- [Work required]: Go through the records, and copy each line in which the string "white" is present.

- [Extracted data]:
● ● ●

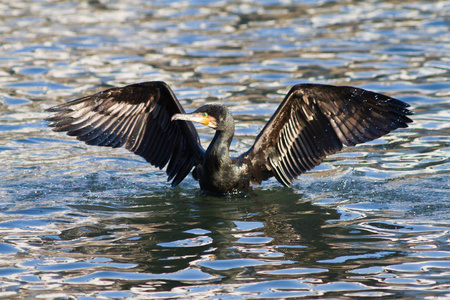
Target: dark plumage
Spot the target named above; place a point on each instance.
(313, 121)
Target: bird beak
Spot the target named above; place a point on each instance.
(197, 118)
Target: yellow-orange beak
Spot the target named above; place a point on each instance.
(198, 118)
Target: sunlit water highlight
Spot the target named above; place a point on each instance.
(88, 222)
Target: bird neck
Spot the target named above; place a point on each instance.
(220, 145)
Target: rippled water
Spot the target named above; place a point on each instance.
(88, 222)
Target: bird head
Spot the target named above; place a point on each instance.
(211, 115)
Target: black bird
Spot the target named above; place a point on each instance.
(313, 121)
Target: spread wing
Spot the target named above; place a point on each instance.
(314, 121)
(138, 117)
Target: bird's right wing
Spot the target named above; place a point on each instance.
(136, 116)
(314, 121)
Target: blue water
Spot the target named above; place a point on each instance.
(94, 223)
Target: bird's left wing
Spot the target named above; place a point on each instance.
(136, 116)
(314, 121)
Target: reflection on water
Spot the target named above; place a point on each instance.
(80, 221)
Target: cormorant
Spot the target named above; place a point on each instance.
(312, 121)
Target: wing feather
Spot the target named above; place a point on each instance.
(314, 121)
(138, 117)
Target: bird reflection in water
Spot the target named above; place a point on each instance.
(312, 122)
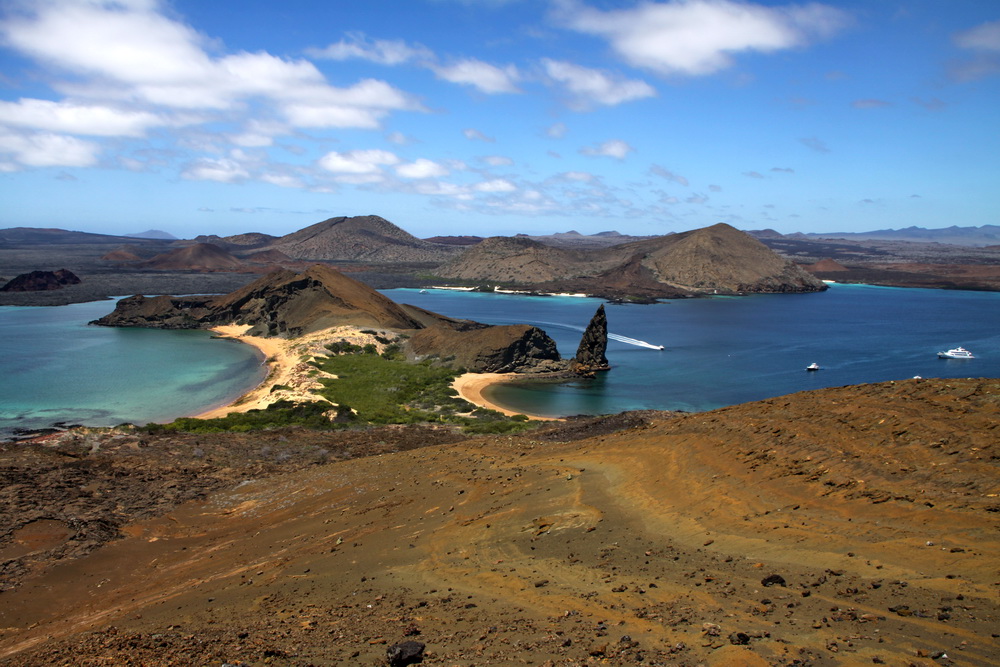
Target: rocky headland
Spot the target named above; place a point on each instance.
(846, 526)
(714, 260)
(289, 305)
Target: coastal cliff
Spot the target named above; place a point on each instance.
(288, 305)
(716, 259)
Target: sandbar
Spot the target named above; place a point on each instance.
(471, 385)
(288, 368)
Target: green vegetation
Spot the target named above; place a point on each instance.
(282, 413)
(370, 388)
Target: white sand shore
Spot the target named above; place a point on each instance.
(289, 367)
(288, 359)
(471, 385)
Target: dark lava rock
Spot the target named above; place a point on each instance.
(405, 653)
(590, 354)
(41, 281)
(773, 580)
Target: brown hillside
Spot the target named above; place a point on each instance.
(121, 255)
(197, 257)
(714, 258)
(825, 266)
(724, 258)
(366, 238)
(847, 526)
(504, 259)
(269, 256)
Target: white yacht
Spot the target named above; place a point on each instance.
(956, 353)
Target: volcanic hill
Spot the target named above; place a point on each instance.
(719, 258)
(288, 304)
(845, 526)
(367, 238)
(197, 257)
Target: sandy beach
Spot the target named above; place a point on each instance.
(287, 361)
(289, 367)
(471, 385)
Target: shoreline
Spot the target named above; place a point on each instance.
(276, 358)
(471, 386)
(287, 369)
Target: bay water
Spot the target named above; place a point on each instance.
(54, 367)
(718, 351)
(727, 350)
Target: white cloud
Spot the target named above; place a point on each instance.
(46, 149)
(487, 78)
(422, 168)
(495, 185)
(358, 162)
(615, 148)
(497, 160)
(985, 37)
(76, 118)
(282, 180)
(663, 172)
(591, 86)
(382, 51)
(473, 134)
(129, 52)
(698, 37)
(223, 170)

● ● ●

- [Response to this task]:
Target: white sand shore
Target: white yacht
Target: white cloud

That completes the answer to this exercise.